There were two clusters that contained the majority of health regions (C and D). Both of these clusters were comprised of regions that were very similar (as both clusters were large in terms of the number of health regions and had low standard deviations). As well, these clusters were nearest neighbours and the distance between their cluster centers was small, demonstrating that the health regions in both clusters were also similar. Therefore, although these clusters did not meet the objective of having approximately five to ten regions per peer group, there did not appear to be a valid reason to split them into smaller groups.
Note that there are two levels of geography in Ontario: there are 14 Local Health integration Networks (LHINs) and 36 Public Health Units (PHUs). The information at the PHU level was used to create the peer groups. At the final stage in the cluster analysis, once the peer groups were established, the LHIN level geography was added to the existing clusters to find the appropriate peer group for each LHIN. The LHINs did not have an impact on the placement of the other health regions into the final peer groups. In an analysis involving the peer groups, only one level of geography in Ontario should be used to avoid undue influence from Ontario in the formation of the peer group clusters.
4.3 Collapsing Small Clusters
The results from section 4.2 (specifically Table 4.2.1), represent clusters that are approximately evenly spaced and have minimal within-cluster variance given the parameters used by the clustering algorithm. The results in the table show that 11 clusters were formed that range in size from two to 31 health regions (excluding the LHINs). However, having a cluster with less than five regions is not practical as it does not provide many options for comparison. In order to provide more peers for comparison, clusters with less than five members were combined with their nearest neighbour. The exceptions were cluster G (Montréal, Toronto and Vancouver) and Cluster I (health regions 6101, 6001, 4835 and 5953). Cluster G was not combined with another cluster since these health regions tend to be very different than other regions across the country. Cluster I was not combined with its nearest neighbour, cluster B, since it has characteristics differing than many HRs in cluster B.
There were two clusters that were joined with their closest neighbour. Cluster F (health regions 2417, 2418 and 6201) was combined with its nearest neighbour cluster K (health regions 4604 and 4714). The collapsing of clusters F and K produced a cluster with five health regions, so no additional collapsing was required. This combined cluster was labelled Cluster F. As well, Cluster J (health regions 2416, 3551, 4832 and 4834) was combined with cluster B (health regions 2407, 2414, 2415, 3530, 3536, 3560, 3565, 3566, 4605, 4704, 4706, 4710, 4831, 4833 and 5921. This combined cluster was labelled Cluster B. The result of collapsing the smaller clusters was that the 11 peer groups produced from the final cluster analysis using the FASTCLUS procedure and presented in Table 4.2.1 were reduced to nine groups. A list of Health regions by the final peer groups can be found in Appendix D (Ontario Health Units) and Appendix E (LHINs).

Things to do =
1. Summarize the text on health region peer groups in two sentences.
2. Output lines from the listing below as a numbered list, starting at the line that contains "Give the segmentation of every instance of the tower" and stopping after the line that contains "List every instance of the tower roof here.". Leave out any blank lines.

Given entries =
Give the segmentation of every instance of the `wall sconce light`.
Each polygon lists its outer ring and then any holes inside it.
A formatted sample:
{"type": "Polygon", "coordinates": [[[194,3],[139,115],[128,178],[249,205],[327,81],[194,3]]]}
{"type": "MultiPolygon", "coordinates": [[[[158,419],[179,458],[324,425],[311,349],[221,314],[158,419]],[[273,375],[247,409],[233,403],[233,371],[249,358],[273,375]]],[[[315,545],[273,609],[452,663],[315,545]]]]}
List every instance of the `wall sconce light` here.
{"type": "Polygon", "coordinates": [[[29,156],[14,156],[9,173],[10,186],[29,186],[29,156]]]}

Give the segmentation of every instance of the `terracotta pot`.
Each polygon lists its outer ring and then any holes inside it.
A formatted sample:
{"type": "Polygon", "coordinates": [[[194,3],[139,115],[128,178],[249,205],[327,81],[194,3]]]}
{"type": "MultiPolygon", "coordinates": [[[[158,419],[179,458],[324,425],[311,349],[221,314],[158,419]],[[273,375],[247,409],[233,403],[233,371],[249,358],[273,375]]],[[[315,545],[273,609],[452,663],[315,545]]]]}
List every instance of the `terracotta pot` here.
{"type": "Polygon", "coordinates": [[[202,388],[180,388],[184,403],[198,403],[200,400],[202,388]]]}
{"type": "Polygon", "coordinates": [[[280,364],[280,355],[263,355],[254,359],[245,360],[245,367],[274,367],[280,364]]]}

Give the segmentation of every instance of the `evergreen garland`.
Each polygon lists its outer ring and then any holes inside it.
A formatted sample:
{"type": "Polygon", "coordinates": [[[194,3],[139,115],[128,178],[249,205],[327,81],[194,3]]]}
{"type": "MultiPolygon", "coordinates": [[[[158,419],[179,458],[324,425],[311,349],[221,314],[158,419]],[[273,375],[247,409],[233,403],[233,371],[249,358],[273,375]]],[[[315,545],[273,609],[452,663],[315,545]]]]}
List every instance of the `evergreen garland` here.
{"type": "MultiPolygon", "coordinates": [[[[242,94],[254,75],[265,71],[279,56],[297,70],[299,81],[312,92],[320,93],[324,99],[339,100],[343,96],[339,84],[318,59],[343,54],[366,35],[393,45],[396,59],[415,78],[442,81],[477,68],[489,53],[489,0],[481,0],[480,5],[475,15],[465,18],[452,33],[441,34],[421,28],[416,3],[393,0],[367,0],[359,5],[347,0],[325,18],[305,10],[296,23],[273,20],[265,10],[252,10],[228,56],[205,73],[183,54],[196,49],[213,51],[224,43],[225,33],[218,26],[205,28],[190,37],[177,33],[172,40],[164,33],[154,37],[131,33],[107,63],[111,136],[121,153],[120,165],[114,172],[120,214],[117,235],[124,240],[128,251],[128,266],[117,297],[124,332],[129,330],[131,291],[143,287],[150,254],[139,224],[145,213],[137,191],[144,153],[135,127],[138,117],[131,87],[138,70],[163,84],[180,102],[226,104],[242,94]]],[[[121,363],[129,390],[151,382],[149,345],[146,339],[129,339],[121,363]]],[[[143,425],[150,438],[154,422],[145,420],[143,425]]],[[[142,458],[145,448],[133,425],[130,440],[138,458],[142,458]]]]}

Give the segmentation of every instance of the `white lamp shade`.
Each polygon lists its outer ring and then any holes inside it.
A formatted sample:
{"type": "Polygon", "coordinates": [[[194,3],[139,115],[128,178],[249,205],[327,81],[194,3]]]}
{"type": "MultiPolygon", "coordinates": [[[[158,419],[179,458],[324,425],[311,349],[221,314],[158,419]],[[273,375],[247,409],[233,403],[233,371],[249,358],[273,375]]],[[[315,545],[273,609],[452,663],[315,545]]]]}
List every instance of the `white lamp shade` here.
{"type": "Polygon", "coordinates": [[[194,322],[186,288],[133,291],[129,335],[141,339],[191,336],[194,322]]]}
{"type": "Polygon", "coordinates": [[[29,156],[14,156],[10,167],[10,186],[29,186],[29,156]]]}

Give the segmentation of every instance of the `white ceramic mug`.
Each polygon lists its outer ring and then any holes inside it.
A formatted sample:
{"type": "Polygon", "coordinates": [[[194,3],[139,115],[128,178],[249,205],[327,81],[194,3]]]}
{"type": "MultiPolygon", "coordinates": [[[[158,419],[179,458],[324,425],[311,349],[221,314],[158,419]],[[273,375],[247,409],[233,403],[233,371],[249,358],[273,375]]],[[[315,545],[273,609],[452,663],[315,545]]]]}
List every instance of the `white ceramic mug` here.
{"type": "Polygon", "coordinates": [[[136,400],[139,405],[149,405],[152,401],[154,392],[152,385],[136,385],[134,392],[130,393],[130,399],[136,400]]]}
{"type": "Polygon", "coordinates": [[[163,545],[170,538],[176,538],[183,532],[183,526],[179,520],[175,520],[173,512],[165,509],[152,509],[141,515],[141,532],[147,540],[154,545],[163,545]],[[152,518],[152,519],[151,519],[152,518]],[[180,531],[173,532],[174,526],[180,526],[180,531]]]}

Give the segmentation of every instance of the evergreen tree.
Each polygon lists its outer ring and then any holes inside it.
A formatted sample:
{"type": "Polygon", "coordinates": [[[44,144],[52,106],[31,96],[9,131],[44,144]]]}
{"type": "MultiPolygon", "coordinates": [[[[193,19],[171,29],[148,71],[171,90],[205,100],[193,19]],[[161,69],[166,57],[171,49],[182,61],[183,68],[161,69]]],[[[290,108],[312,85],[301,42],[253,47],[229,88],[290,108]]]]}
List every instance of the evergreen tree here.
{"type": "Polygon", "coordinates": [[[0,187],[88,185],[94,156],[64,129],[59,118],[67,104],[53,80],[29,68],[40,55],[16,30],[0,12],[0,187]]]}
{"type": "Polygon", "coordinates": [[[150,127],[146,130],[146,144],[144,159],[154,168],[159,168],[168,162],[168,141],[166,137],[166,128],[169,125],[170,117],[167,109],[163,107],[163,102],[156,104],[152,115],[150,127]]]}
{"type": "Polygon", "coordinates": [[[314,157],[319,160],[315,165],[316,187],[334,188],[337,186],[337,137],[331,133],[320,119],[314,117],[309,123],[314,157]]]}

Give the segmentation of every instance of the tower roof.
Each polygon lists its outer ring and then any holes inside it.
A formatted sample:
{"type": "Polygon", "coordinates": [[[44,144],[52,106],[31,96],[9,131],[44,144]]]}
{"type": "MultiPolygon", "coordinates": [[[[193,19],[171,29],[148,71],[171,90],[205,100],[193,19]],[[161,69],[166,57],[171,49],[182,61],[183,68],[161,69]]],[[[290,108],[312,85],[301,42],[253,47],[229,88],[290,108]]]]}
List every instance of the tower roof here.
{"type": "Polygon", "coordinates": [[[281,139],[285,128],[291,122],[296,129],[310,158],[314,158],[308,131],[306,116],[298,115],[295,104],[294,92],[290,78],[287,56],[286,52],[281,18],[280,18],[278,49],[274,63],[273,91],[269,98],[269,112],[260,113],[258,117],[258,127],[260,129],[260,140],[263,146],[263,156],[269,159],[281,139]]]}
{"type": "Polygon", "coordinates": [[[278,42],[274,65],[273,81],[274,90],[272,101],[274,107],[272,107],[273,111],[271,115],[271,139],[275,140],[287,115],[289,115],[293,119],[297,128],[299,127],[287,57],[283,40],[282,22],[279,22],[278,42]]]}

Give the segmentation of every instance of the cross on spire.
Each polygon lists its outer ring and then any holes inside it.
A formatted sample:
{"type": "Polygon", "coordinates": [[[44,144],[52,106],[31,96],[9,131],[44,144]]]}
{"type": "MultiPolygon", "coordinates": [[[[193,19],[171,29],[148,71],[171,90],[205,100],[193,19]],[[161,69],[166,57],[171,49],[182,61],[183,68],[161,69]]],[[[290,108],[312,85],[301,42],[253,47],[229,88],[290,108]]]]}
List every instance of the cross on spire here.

Responses in order =
1. Clusters C and D held most health regions and were not split, because their regions were very similar and the two clusters were close neighbors; in Ontario, the peer groups were built from Public Health Unit data, with LHINs placed into the existing clusters afterward. Clusters with fewer than five regions were merged with their nearest neighbor, except clusters G and I, so cluster K was folded into F and cluster J into B, reducing the 11 peer groups to nine.

2.
1. Give the segmentation of every instance of the tower roof.
2. Each polygon lists its outer ring and then any holes inside it.
3. A formatted sample:
4. {"type": "Polygon", "coordinates": [[[44,144],[52,106],[31,96],[9,131],[44,144]]]}
5. {"type": "MultiPolygon", "coordinates": [[[[193,19],[171,29],[148,71],[171,90],[205,100],[193,19]],[[161,69],[166,57],[171,49],[182,61],[183,68],[161,69]]],[[[290,108],[312,85],[301,42],[253,47],[229,88],[290,108]]]]}
6. List every instance of the tower roof here.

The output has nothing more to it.